Reproduce verbatim every line of the entries, starting with the line that contains "form [(87, 13)]." and continuing through the final line of the entries, both ends included.

- MATERIAL TO PROCESS -
(begin)

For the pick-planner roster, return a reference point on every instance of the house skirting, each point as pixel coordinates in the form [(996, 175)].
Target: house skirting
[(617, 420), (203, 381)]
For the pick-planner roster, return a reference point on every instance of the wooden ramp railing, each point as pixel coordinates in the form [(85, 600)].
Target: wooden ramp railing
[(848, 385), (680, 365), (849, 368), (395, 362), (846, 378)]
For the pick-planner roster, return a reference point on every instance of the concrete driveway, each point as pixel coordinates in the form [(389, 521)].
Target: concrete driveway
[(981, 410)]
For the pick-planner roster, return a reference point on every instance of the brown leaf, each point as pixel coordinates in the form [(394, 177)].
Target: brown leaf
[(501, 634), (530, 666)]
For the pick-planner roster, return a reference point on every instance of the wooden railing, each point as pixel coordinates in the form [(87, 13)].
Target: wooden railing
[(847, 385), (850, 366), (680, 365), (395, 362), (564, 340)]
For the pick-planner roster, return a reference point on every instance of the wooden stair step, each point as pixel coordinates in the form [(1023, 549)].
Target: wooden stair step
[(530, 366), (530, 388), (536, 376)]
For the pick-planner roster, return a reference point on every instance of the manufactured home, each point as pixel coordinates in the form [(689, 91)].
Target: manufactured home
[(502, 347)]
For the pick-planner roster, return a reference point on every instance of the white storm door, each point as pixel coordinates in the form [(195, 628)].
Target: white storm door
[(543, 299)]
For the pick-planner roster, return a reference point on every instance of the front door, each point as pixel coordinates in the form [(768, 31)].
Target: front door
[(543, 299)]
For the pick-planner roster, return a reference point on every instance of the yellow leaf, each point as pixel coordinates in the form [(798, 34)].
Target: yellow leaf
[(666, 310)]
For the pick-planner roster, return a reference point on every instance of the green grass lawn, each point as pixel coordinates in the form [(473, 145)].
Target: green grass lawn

(end)

- PROBLEM SOLUTION -
For the pick-planner roster, return a reference point on every instance of the wooden railing, each point as pixel coordinates in the form [(87, 13)].
Target: wooden railing
[(847, 385), (850, 366), (680, 365), (395, 362), (564, 340)]
For the pick-planner roster, return a reference point on every instance of the wooden stair step, each point as pixel coordinates in the form [(1023, 549)].
Target: wooden stair step
[(530, 366), (530, 388), (536, 376)]
For the pick-planner roster, return a reference point on every instance of the manufactured home, each point as pixel coordinates in the form [(689, 91)].
Target: manufactured home
[(502, 347)]
For the pick-planner roster, return a reference point on every instance of the white storm door, each point as pixel coordinates in the form [(195, 628)].
Target: white storm door
[(543, 299)]
For the pick-planner roster, return a reference point on every instance of the front door, each point as pixel coordinates in the form [(768, 31)].
Target: front door
[(543, 299)]
For the pick-planner roster, return a reference point on every instance of the yellow leaf, each point as pixel coordinates in the form [(798, 34)].
Target: yellow leaf
[(666, 310)]
For the pick-planner roster, return a reference point on every instance of the green grass lawn, each point as pixel coordinates in the form [(473, 145)].
Target: green grass lawn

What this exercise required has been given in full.